WORK REQUIRED: Copy all of the rows below, character for character, with nothing changed, added, or left out.

SOURCE MATERIAL:

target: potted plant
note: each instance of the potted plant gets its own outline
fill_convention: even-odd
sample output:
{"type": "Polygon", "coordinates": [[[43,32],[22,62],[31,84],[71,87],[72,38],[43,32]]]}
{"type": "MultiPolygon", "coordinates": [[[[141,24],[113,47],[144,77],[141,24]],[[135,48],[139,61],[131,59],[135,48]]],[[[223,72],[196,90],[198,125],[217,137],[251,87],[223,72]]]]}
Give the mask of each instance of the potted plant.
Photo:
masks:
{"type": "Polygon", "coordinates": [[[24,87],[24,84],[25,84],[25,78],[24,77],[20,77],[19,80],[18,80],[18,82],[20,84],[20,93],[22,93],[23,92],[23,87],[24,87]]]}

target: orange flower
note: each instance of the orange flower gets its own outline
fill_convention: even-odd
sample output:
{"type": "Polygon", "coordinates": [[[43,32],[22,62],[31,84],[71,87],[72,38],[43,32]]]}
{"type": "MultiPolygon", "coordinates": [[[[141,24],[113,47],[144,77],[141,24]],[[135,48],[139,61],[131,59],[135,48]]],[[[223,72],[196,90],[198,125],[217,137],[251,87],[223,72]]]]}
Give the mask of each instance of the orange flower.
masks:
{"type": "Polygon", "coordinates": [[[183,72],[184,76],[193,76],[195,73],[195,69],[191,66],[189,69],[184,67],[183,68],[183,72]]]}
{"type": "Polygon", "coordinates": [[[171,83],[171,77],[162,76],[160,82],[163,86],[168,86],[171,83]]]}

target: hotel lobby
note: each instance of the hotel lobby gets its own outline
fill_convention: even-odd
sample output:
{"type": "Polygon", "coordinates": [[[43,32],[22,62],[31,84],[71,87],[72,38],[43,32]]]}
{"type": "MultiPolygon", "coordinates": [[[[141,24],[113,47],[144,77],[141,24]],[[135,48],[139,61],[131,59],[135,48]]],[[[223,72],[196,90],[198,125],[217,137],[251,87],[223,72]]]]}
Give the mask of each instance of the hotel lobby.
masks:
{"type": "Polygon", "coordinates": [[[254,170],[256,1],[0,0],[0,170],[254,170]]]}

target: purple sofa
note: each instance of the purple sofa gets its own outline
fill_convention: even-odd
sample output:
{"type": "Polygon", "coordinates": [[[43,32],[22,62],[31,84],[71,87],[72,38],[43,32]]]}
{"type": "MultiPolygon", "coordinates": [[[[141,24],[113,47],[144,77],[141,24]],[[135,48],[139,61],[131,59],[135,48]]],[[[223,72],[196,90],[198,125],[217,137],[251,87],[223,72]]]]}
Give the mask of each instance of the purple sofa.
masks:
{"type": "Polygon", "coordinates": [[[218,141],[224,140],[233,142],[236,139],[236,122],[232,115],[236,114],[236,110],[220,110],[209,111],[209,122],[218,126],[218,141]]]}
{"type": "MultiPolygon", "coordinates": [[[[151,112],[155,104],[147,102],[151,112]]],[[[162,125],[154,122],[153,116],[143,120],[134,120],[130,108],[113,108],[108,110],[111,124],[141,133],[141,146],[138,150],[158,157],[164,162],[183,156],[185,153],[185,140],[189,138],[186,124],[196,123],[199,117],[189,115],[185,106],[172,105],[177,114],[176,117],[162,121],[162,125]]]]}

RESPONSE TO THE EXERCISE:
target: potted plant
note: each instance of the potted plant gets its own outline
fill_convention: even-odd
sample output:
{"type": "Polygon", "coordinates": [[[43,32],[22,62],[31,84],[71,87],[72,38],[43,32]]]}
{"type": "MultiPolygon", "coordinates": [[[[141,24],[113,47],[144,77],[141,24]],[[135,48],[139,61],[131,59],[135,48]]],[[[223,72],[196,90],[198,125],[217,137],[251,87],[223,72]]]]}
Give the mask of each instance of the potted plant.
Photo:
masks:
{"type": "Polygon", "coordinates": [[[24,87],[24,84],[25,84],[25,78],[24,77],[20,77],[19,80],[18,80],[18,82],[20,84],[20,93],[22,93],[23,92],[23,87],[24,87]]]}

target: orange flower
note: each instance of the orange flower gets its own outline
fill_convention: even-odd
sample output:
{"type": "Polygon", "coordinates": [[[43,32],[22,62],[31,84],[71,87],[72,38],[43,32]]]}
{"type": "MultiPolygon", "coordinates": [[[[141,24],[113,47],[144,77],[141,24]],[[135,48],[139,61],[131,59],[135,48]]],[[[223,72],[196,90],[198,125],[217,137],[251,87],[223,72]]]]}
Give the mask of each instance of the orange flower.
masks:
{"type": "Polygon", "coordinates": [[[183,72],[184,76],[193,76],[195,73],[195,69],[191,66],[189,69],[184,67],[183,68],[183,72]]]}
{"type": "Polygon", "coordinates": [[[171,83],[171,77],[162,76],[160,82],[163,86],[168,86],[171,83]]]}

target: hotel lobby
note: each instance of the hotel lobby gets its own outline
fill_convention: even-odd
sample output:
{"type": "Polygon", "coordinates": [[[43,32],[22,62],[31,84],[71,87],[72,38],[43,32]]]}
{"type": "MultiPolygon", "coordinates": [[[[141,24],[113,47],[144,77],[141,24]],[[135,48],[139,61],[131,59],[135,48]]],[[[223,72],[196,90],[198,125],[217,137],[251,87],[223,72]]]]}
Give the mask of each instance of the hotel lobby.
masks:
{"type": "Polygon", "coordinates": [[[254,170],[256,1],[0,0],[0,170],[254,170]]]}

target: purple sofa
note: each instance of the purple sofa gets its own outline
fill_convention: even-odd
sample output:
{"type": "Polygon", "coordinates": [[[43,32],[22,62],[31,84],[71,87],[72,38],[43,32]]]}
{"type": "MultiPolygon", "coordinates": [[[[141,24],[113,47],[144,77],[141,24]],[[135,48],[139,61],[131,59],[135,48]]],[[[223,72],[196,90],[198,125],[217,137],[251,87],[223,72]]]]}
Give the mask of each instance of the purple sofa.
masks:
{"type": "Polygon", "coordinates": [[[218,141],[224,140],[233,142],[236,139],[236,122],[232,115],[236,114],[236,110],[220,110],[209,111],[209,122],[218,126],[218,141]]]}
{"type": "MultiPolygon", "coordinates": [[[[151,112],[155,104],[147,102],[151,112]]],[[[162,125],[154,122],[153,116],[143,120],[134,120],[130,108],[113,108],[108,110],[111,124],[141,133],[141,146],[138,150],[158,157],[164,162],[183,156],[185,153],[185,140],[189,138],[186,124],[196,123],[199,117],[189,115],[185,106],[172,105],[177,114],[176,117],[162,121],[162,125]]]]}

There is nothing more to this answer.